■ EXERCISE PROMPT
Retype every one of the entries below line for line, with no changes to any word, number or mark.

Saved entries:

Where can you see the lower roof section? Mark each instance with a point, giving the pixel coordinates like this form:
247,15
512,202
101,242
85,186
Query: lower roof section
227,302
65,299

■ WRITTEN SOLUTION
Where can you see the lower roof section? Mark each instance with a point, giving the pixel coordinates like this form:
247,15
512,202
101,242
85,186
Query: lower roof section
227,302
65,299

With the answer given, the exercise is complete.